PROBLEM TO SOLVE: Given the material below, output exactly the lines from the line with "of the green" to the line with "the tree in", both ends included, and no other lines.

TASK MATERIAL:
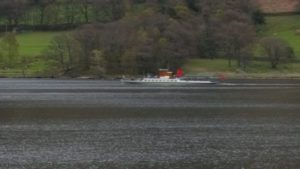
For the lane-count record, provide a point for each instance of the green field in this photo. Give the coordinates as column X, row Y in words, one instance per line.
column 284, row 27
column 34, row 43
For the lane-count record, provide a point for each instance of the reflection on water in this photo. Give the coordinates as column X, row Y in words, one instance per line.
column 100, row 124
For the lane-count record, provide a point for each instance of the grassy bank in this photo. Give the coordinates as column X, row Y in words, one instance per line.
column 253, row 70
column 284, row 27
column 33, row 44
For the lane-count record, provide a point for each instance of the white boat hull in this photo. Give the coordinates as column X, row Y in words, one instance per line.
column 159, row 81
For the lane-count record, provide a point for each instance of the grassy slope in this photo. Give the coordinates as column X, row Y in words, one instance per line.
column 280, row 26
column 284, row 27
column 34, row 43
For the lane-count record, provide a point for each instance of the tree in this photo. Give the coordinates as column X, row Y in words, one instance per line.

---

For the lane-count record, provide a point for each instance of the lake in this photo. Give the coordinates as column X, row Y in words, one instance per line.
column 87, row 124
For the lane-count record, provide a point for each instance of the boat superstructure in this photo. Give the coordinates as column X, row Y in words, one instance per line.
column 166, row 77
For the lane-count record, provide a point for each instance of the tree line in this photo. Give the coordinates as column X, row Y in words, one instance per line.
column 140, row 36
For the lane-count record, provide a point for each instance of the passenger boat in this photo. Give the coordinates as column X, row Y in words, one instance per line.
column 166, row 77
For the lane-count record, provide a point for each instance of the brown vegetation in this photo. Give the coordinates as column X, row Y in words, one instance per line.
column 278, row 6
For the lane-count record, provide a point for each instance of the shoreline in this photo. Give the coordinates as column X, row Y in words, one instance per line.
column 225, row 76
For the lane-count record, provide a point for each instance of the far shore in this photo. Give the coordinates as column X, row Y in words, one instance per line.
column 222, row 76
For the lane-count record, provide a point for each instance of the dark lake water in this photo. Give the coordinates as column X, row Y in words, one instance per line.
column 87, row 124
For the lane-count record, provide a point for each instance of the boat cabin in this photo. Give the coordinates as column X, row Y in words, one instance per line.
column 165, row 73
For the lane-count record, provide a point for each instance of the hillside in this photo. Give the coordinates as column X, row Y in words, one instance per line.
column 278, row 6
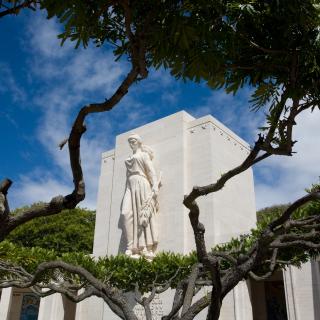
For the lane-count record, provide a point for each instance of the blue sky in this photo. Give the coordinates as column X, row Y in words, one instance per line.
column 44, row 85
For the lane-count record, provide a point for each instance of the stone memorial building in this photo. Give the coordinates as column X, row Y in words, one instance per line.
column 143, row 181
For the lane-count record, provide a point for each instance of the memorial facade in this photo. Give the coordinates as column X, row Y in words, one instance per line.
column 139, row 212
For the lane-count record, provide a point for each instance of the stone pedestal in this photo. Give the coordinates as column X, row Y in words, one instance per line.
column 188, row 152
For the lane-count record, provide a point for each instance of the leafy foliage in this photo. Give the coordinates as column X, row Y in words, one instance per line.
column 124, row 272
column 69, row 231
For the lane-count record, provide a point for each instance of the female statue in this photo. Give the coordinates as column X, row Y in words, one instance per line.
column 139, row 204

--

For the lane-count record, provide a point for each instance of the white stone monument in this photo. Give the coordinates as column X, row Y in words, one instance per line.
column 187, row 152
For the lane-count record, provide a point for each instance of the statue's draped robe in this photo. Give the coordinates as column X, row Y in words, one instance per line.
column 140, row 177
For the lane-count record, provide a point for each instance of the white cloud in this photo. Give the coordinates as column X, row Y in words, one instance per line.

FINISHED EXERCISE:
For the lane-count record, provide a point for each instance of the green field in this photo. Give the coordinates as column X, row Y in words, one instance per line.
column 284, row 27
column 34, row 43
For the lane-count record, provide a point for each instance of the reflection on water in this photo. Give the coordinates as column X, row Y in words, one instance per line.
column 100, row 124
For the lane-count record, provide a point for each instance of the grassy bank in this photo. Give the coordinates as column X, row Y in words, one instance per line.
column 253, row 70
column 284, row 27
column 33, row 44
For the lane-count record, provide a point for each instance of the white boat hull in this photo. Give the coordinates as column X, row Y in words, one instance per line.
column 159, row 81
For the lane-count record, provide a point for each instance of the grassy slope in this photo. Give the coordinates as column X, row Y in words, one instance per line.
column 280, row 26
column 284, row 27
column 34, row 43
For the lane-count record, provide a point for each instance of the tree in this photo. Give the coordinates as column X, row Y in words, one instance per line.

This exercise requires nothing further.